─── Bacaan
Di masa DPR Hasil Pemilu 1959 berdasarkan UUD 1945(1959-1965).Jumlah anggota terdapat 262 orang kembali aktif setelah mengangkat sumpah. Dalam DPR terdapat 19 fraksi, dimana didominasi oleh : PNI, Masyumi, NU, dan PKI. Dengan lahirnya Penpres No. 3 tahun 1960, Presiden membubarkan DPR karena DPR hanya menyetujui 36 milyar rupiah APBN dari 44 milyar yang diajukan. Sehubungan dengan hal tersebut, presiden mengeluarkan Penpres No. 4 tahun 1960 yang mengatur Susunan DPR-GR(DPR-Gotong Royong).
──────
─── Data yang Diberikan
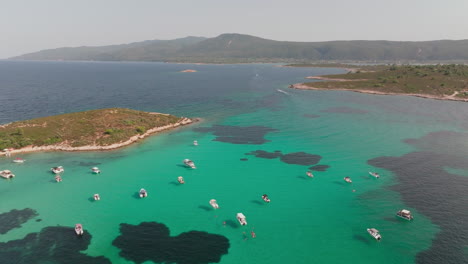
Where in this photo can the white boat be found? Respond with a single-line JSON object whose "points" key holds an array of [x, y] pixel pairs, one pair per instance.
{"points": [[189, 163], [281, 91], [79, 229], [19, 160], [405, 214], [241, 219], [57, 170], [214, 204], [143, 193], [374, 233], [7, 174], [180, 179]]}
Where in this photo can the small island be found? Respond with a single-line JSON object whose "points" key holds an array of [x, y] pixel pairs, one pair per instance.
{"points": [[443, 82], [102, 129]]}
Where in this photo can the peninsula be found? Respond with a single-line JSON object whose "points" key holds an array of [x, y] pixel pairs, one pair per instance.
{"points": [[102, 129], [443, 82]]}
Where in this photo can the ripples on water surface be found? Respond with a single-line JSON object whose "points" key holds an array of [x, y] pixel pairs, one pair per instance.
{"points": [[417, 145]]}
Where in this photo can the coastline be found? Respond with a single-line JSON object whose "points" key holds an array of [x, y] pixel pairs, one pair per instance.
{"points": [[303, 86], [63, 147]]}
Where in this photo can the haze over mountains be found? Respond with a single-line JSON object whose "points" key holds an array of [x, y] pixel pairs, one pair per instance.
{"points": [[245, 48]]}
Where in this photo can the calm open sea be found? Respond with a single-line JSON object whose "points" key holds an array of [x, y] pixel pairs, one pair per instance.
{"points": [[253, 140]]}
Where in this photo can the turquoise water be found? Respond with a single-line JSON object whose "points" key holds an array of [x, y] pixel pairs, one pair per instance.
{"points": [[309, 220]]}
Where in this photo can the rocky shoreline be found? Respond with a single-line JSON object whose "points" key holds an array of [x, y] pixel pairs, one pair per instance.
{"points": [[64, 147], [302, 86]]}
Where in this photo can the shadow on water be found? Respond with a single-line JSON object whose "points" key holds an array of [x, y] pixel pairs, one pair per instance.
{"points": [[256, 202], [151, 241], [204, 207], [231, 224], [362, 238]]}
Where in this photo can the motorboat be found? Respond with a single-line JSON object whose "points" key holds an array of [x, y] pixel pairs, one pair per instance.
{"points": [[405, 214], [19, 160], [143, 193], [189, 163], [7, 174], [58, 178], [79, 229], [241, 219], [214, 204], [374, 233], [57, 170]]}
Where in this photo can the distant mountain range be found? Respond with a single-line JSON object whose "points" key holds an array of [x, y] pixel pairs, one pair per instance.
{"points": [[245, 48]]}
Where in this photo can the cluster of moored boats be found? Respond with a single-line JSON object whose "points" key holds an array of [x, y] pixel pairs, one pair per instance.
{"points": [[405, 214], [241, 218]]}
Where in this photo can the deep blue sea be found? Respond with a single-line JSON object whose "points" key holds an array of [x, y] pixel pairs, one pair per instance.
{"points": [[253, 140]]}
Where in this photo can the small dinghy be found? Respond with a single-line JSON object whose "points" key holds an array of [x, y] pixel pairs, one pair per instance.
{"points": [[241, 218], [57, 170], [79, 229], [143, 193], [19, 160], [214, 204], [7, 174], [189, 163], [405, 214], [374, 233]]}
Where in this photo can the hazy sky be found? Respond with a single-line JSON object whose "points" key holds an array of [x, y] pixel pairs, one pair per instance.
{"points": [[28, 26]]}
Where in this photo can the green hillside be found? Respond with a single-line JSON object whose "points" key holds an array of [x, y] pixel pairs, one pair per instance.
{"points": [[95, 127], [245, 48]]}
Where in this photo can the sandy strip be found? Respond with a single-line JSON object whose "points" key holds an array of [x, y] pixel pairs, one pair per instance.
{"points": [[333, 79], [63, 147], [302, 86]]}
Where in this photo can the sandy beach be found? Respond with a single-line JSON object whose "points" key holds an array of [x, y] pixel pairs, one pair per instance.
{"points": [[302, 86], [64, 147]]}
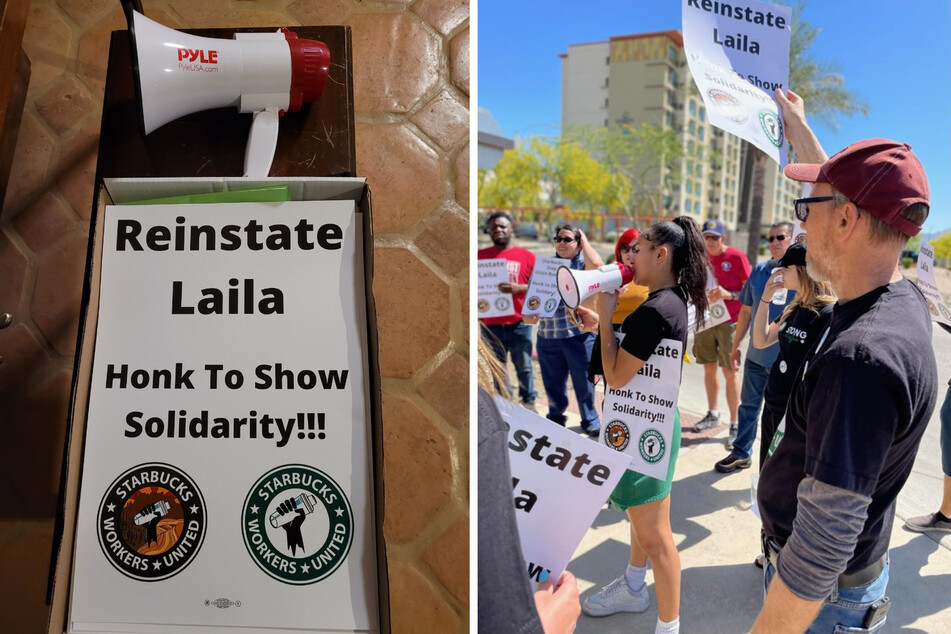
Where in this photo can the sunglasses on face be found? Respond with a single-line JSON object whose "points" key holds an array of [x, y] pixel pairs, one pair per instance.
{"points": [[801, 205]]}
──────
Soal A →
Berapa jumlah fraksi dalam DPR menurut bacaan tentang DPR hasil Pemilu 1959?
Soal B →
Salin bagian bacaan tentang DPR hasil Pemilu 1959 mulai dari "Di masa DPR" sampai dengan "Susunan DPR-GR(DPR-Gotong Royong)." tanpa perubahan apa pun.

Jawaban A →
Terdapat 19 fraksi.

Jawaban B →
Di masa DPR Hasil Pemilu 1959 berdasarkan UUD 1945(1959-1965).Jumlah anggota terdapat 262 orang kembali aktif setelah mengangkat sumpah. Dalam DPR terdapat 19 fraksi, dimana didominasi oleh : PNI, Masyumi, NU, dan PKI. Dengan lahirnya Penpres No. 3 tahun 1960, Presiden membubarkan DPR karena DPR hanya menyetujui 36 milyar rupiah APBN dari 44 milyar yang diajukan. Sehubungan dengan hal tersebut, presiden mengeluarkan Penpres No. 4 tahun 1960 yang mengatur Susunan DPR-GR(DPR-Gotong Royong).